# Avalanche/Backcountry Course



## Damaged (Feb 23, 2013)

Finished my avalanche level 1 and wow did it beat me up. I'm comfortable riding anywhere in a resort but backcountry riding is a completely different experience with a whole new set of skill sets in addition to everything you already know. The course was well taught and was a great experience. It is humbling to know that I still need so much more to learn and practice. Some of the things I realized:

1. searching with a beacon, probe, bracketing are not intuitive and I need more practice.
2. splitboarding is even MORE expensive then regular boarding and then touring is not intuitive either especially if you do not have much experience skiing. I was wondering if it would be even worth it to take a ski lesson. 
3. all your energy will be drained just by going uphill. Powder is not fun going uphill nor when you inevitably fall.
3. I need to study weather, wind, terrain and be more observant when I am on the mountain.

(Written instruction):
Please print the avalanche course post above word for word, starting at "2. splitboarding is" and ending at "a ski lesson.".

(Entries shown):

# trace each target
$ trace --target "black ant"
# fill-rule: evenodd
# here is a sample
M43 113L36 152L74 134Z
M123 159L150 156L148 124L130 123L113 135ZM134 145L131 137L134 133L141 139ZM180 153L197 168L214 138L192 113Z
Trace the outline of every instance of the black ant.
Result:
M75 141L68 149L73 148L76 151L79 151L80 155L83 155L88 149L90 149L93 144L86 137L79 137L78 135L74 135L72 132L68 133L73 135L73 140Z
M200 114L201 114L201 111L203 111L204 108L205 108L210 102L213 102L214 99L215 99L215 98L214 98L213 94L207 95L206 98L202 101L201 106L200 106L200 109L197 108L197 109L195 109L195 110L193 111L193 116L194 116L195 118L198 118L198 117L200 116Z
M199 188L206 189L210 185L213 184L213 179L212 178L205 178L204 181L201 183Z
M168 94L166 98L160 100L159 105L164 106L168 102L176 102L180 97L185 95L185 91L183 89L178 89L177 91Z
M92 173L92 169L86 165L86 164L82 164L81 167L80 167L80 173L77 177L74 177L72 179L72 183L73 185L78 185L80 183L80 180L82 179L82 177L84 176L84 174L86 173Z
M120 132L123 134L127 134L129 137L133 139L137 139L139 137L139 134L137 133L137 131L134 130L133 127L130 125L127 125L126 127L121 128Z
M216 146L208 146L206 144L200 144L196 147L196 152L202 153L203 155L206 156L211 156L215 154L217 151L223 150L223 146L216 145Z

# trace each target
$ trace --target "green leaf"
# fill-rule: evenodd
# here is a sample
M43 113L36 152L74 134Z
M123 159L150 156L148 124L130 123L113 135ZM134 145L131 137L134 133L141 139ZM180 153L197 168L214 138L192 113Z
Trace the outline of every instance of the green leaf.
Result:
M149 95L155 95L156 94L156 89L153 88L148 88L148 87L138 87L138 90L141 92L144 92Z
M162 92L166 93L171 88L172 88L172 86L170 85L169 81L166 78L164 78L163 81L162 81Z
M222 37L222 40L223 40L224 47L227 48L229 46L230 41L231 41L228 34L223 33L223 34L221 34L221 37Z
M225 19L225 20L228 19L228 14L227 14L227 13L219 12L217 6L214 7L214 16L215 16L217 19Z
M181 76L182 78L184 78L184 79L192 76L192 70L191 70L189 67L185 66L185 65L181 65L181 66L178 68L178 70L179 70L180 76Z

(Result for this exercise):
2. splitboarding is even MORE expensive then regular boarding and then touring is not intuitive either especially if you do not have much experience skiing. I was wondering if it would be even worth it to take a ski lesson.